(Stored data)

[Start of Attachment]

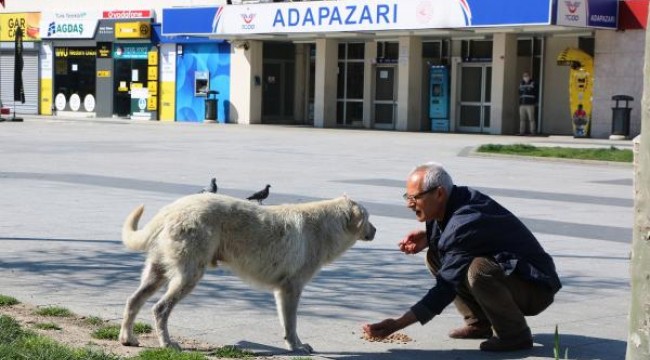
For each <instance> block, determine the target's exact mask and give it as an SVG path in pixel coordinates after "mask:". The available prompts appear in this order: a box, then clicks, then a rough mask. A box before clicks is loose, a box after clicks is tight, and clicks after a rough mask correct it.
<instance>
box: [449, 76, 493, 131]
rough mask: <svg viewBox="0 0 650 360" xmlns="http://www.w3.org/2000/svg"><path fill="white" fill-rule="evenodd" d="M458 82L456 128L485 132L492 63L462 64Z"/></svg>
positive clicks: (487, 118)
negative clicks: (459, 99)
mask: <svg viewBox="0 0 650 360" xmlns="http://www.w3.org/2000/svg"><path fill="white" fill-rule="evenodd" d="M459 82H460V102H459V105H458V115H457V119H458V130H459V131H461V132H476V133H481V132H487V129H489V128H490V108H491V103H490V102H491V97H492V94H491V90H492V65H491V64H490V63H464V64H462V65H461V67H460V76H459Z"/></svg>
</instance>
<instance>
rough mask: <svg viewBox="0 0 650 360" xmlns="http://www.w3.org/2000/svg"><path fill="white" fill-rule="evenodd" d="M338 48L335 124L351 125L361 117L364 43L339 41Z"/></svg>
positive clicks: (362, 100)
mask: <svg viewBox="0 0 650 360" xmlns="http://www.w3.org/2000/svg"><path fill="white" fill-rule="evenodd" d="M338 49H339V54H338V57H339V62H338V74H337V84H336V85H337V86H336V89H337V100H338V103H337V124H340V125H352V123H353V122H356V121H361V120H360V119H362V118H363V78H364V50H365V44H364V43H340V44H339V48H338ZM356 103H360V104H361V105H358V104H356Z"/></svg>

[End of Attachment]

Goal of the exercise. Every line above that holds the word "rough" should be copied out.

Output below.
For each <instance> block, determine the target's exact mask and give it as an SVG path in pixel coordinates after "mask:". The available prompts appear in this order: a box, then clicks, then a rough mask. A box before clicks is loose, a box after clicks is tight, and clicks after a rough mask correct it.
rough mask: <svg viewBox="0 0 650 360" xmlns="http://www.w3.org/2000/svg"><path fill="white" fill-rule="evenodd" d="M458 82L456 128L485 132L492 63L462 64Z"/></svg>
rough mask: <svg viewBox="0 0 650 360" xmlns="http://www.w3.org/2000/svg"><path fill="white" fill-rule="evenodd" d="M338 48L335 124L351 125L361 117L364 43L339 41Z"/></svg>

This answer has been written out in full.